▸ **Your goal**: All of the data needs to be repeated exactly.

▸ **Given entries**:
"""

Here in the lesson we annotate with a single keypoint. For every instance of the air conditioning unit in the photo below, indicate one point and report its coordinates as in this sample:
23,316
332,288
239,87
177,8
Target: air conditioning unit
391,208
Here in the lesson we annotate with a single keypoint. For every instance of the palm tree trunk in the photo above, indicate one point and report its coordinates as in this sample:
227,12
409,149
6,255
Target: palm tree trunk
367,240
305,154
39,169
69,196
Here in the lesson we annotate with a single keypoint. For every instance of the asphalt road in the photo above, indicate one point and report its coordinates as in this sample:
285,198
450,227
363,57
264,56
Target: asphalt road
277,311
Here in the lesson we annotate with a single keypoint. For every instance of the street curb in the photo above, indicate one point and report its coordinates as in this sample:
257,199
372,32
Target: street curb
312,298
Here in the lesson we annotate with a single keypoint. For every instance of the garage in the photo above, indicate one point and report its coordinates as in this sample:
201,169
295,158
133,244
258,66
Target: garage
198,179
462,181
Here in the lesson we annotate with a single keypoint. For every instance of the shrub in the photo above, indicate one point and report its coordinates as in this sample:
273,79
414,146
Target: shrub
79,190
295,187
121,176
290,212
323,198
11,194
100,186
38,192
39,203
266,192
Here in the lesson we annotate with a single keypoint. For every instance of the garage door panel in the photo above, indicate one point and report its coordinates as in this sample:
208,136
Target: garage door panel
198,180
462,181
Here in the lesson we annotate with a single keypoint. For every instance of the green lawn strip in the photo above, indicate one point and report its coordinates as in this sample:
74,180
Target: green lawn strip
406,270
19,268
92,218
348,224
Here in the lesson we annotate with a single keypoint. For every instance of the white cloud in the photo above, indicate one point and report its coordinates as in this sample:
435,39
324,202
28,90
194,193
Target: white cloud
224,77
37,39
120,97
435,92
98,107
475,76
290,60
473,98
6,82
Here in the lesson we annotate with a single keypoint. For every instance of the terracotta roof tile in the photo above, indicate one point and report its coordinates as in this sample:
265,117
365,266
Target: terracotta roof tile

"""

▸ **Output of the task**:
Here in the lesson we annotate with a single keypoint. For every instance of the air conditioning unit in the photo below, indicate one point and report its coordinates as in this sample:
23,316
332,288
239,87
177,8
Target: air conditioning unit
391,208
Here in the lesson we annotate with a single keypoint. For every instance of the palm tree trunk in the photo above, indicate one point and report its coordinates as in this sample:
227,12
409,149
6,255
Target: palm tree trunk
367,240
305,154
39,169
69,196
Here in the lesson we annotate with a single keypoint. For every instance of the asphalt road in the photo above, indicate one point and report its coordinates as in this sample:
285,198
450,227
363,57
264,56
Target: asphalt road
277,311
Here in the lesson we annotate with a single keypoint. For every instance of the street curb in the photo above, indicate one point and report its coordinates as in this sample:
257,199
372,32
Target: street curb
312,298
Here in the lesson we annotate with a single keypoint. For every instance of the garage in the photo above, indicate one point and report its coordinates as in this sample:
201,169
295,158
133,244
258,66
Target: garage
198,179
462,181
Here in the lesson we annotate with a single keypoint. For every instance of the shrub in the photo above, indicate one point and report its coordinates as in this sample:
273,79
414,146
Target: shrub
79,190
295,187
121,176
290,212
323,198
11,194
100,186
38,192
39,203
266,192
Here in the lesson we annotate with a single keypoint. For every instance of the garage door panel in the photo above, indicate one point and report its coordinates as in this sample:
208,136
Target: garage door panel
198,180
462,181
Here in the lesson we annotate with a single keypoint. For every instance of the green lawn strip in the photo above, indicate one point and report its coordinates as in this sample:
74,180
Target: green lawn strip
406,270
19,268
92,218
348,224
Here in the lesson we annotate with a single keypoint. For every instance of the white cloud in the photo above, indicate one point and report its coordinates as in this sample:
435,39
324,202
28,90
194,193
Target: white cloud
224,77
37,39
120,97
435,92
98,107
475,76
290,60
473,98
6,82
Here in the lesson we annotate with a single keypoint. For every instance of the terracotta roof tile in the photo above, indicate one point and report its coordinates as in this sample:
265,117
365,266
Target: terracotta roof tile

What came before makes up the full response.